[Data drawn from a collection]
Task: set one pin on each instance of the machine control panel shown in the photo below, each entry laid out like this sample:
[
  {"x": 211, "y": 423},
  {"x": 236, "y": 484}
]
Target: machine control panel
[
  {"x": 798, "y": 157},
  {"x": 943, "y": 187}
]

(WHAT TO DO)
Recast the lines above as a numbered list, leaving out any blank lines.

(FINISHED TASK)
1. Task: set one pin on each instance of the machine control panel shown in the photo below, each entry laid out like this sample:
2. [
3.   {"x": 211, "y": 423},
4.   {"x": 236, "y": 484}
5. ]
6. Target: machine control panel
7. [
8.   {"x": 798, "y": 157},
9.   {"x": 943, "y": 187}
10. ]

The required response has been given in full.